Exercise description:
Keeping every character in place, output all the data.

Data provided:
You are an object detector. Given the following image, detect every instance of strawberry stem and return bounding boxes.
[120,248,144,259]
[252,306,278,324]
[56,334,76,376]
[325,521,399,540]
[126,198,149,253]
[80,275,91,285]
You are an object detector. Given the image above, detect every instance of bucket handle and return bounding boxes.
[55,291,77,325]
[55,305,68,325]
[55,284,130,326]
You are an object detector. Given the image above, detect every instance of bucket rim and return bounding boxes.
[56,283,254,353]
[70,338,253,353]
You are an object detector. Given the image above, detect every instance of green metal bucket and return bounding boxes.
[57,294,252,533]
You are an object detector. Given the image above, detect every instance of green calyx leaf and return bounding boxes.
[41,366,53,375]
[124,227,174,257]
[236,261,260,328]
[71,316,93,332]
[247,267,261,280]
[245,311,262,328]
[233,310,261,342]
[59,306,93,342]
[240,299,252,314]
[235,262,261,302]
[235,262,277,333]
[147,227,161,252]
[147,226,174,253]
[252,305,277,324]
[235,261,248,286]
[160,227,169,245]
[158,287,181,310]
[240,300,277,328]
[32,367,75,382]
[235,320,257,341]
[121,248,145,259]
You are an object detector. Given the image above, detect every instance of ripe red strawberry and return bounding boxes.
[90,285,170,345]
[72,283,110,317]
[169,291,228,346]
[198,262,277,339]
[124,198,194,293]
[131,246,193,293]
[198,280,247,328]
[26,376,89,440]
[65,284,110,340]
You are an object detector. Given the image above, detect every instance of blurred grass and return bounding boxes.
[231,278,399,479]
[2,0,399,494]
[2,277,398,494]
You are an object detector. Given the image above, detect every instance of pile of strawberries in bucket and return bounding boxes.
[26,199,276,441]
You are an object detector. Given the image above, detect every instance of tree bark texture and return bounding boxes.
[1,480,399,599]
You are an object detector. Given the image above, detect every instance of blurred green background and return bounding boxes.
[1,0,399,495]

Solution for this problem:
You are an object detector. Given the following image, detect every instance of strawberry stem and return bounding boxes.
[120,248,144,259]
[252,306,278,324]
[56,334,76,376]
[325,521,399,540]
[126,198,149,253]
[80,275,91,285]
You are an object detector. Given the image above, detect every instance of bucket handle and return bounding boxes.
[55,291,77,325]
[55,305,68,325]
[55,284,130,326]
You are an object detector. Given the image above, detect every instance of bucket rim and return bounding boxes.
[56,283,254,353]
[70,338,253,353]
You are an object detector. Given the image above, detect every instance of green metal bucket and return bounding boxes.
[57,294,252,533]
You are an object detector. Given the image above, detect every instance of green calyx leaf and return bounding boxes.
[41,366,53,375]
[124,227,174,257]
[236,261,260,328]
[71,316,93,332]
[247,267,261,280]
[245,311,262,328]
[233,310,261,342]
[59,306,93,342]
[240,299,252,314]
[235,262,261,302]
[235,262,277,333]
[147,227,161,252]
[147,226,174,253]
[252,305,277,324]
[235,261,248,286]
[160,227,169,245]
[158,287,181,310]
[240,300,277,328]
[32,367,75,382]
[235,320,257,341]
[121,248,145,259]
You are an object detector. Given the image above, detect every instance of ripe red strawberry and return bounding boxes.
[90,285,170,345]
[72,283,110,317]
[169,291,228,346]
[198,262,277,339]
[124,198,194,293]
[131,246,193,293]
[198,280,247,328]
[26,376,89,440]
[65,284,110,340]
You are an object detector. Given the image above, detect every instance of blurred grass and return bounding boxes.
[231,278,399,479]
[2,0,399,494]
[2,277,398,494]
You are an object detector. Given the image above, detect every instance of pile of strawberries in bucket and return bounding boxes.
[26,199,276,441]
You are an object detector. Given the image above, detect every instance of tree bark texture and return bounding boxes.
[1,480,399,599]
You are an object detector. Given the image above, detect every instance of blurred green background and return bounding boxes.
[1,0,399,495]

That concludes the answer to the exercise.